> _Texto de referência_
Uma nova pesquisa publicada nesta quinta-feira (31) nos ajuda a entender melhor como a COVID-19 pode causar danos cerebrais. O estudo sugere que, embora normalmente a infecção viral não chegue diretamente no cérebro, ela pode desencadear uma inflamação destrutiva observada em outras condições neurológicas como o derrame.
A pesquisa foi conduzida por cientistas do governo estadunidense nos Institutos Nacionais de Saúde (NIH, na sigla em inglês) e foi publicada no New England Journal of Medicine. A equipe estudou o cérebro de 19 pessoas que morreram após contrair COVID-19, com ressonância magnética de alta sensibilidade. Eles também avaliaram tecidos cerebrais com um microscópio. Os pacientes tinham idades entre cinco e 73 anos, sendo que alguns já tinham problemas de saúde como diabetes e doenças cardiovasculares.
Os pesquisadores não conseguiram encontrar nenhum rastro dos vírus nas amostras, indicando que eles não infectaram os cérebros. Mas encontraram vasos sanguíneos obstruídos, diluídos e com vazamento. Perto desses vasos, ainda encontraram sinais de inflamação, como níveis mais elevados de células imunológicas no cérebro chamadas microglia. Isso tudo indica que esses pacientes e outros como eles desenvolveram uma resposta imune falha para os ataques aos vasos sanguíneos do cérebro — resposta esta que foi desencadeada pela infecção do coronavírus.

> _Conteúdo dos dados_
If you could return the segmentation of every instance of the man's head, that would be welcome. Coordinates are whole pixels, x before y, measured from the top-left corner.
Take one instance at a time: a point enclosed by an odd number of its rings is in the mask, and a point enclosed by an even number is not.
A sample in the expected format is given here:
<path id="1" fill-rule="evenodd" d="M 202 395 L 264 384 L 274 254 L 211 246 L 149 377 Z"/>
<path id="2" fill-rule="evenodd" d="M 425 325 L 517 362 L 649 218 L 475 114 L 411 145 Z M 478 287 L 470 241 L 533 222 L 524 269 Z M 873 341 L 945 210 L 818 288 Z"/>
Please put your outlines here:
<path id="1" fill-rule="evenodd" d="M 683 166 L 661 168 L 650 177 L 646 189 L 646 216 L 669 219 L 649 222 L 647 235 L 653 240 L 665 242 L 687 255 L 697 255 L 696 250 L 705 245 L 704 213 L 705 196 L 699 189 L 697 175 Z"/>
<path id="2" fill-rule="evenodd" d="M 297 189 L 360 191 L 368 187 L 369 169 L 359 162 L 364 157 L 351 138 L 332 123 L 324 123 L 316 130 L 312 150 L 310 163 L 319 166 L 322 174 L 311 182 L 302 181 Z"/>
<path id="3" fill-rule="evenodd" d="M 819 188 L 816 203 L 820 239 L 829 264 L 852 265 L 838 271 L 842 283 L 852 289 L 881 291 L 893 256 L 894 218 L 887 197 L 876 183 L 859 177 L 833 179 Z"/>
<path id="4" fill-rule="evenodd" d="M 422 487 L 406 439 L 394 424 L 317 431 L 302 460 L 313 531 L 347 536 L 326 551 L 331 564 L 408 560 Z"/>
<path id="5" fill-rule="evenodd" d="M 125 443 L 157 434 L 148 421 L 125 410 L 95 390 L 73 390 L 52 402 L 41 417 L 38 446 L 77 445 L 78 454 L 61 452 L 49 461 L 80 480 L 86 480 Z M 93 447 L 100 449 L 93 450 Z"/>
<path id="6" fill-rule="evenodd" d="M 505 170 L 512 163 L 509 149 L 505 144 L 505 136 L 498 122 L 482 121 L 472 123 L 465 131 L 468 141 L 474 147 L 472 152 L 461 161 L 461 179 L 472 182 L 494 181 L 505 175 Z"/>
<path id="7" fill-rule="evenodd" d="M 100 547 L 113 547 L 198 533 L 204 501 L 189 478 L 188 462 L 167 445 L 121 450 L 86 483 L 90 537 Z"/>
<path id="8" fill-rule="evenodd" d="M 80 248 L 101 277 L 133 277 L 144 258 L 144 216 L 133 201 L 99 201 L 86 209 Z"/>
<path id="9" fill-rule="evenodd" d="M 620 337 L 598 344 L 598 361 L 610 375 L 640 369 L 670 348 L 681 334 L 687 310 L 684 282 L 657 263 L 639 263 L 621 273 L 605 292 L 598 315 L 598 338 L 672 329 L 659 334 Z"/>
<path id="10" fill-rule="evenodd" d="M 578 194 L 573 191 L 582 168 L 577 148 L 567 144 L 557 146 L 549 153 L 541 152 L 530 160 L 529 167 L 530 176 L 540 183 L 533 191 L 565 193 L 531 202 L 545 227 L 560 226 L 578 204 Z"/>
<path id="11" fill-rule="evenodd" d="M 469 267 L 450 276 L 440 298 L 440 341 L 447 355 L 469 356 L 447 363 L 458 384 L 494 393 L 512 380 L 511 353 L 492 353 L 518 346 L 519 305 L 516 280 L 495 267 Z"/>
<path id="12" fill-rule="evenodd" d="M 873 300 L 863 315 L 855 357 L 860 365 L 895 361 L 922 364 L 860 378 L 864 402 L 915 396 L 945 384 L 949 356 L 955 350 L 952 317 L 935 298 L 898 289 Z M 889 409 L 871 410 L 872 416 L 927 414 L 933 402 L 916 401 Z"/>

> _Instruções da tarefa_
Segundo o texto de referência sobre a COVID-19 e o cérebro, que características os pesquisadores observaram nos vasos sanguíneos cerebrais? Liste todas. As linhas são material independente do texto de referência.

> _Resposta do exercício_
- obstruídos
- diluídos
- com vazamento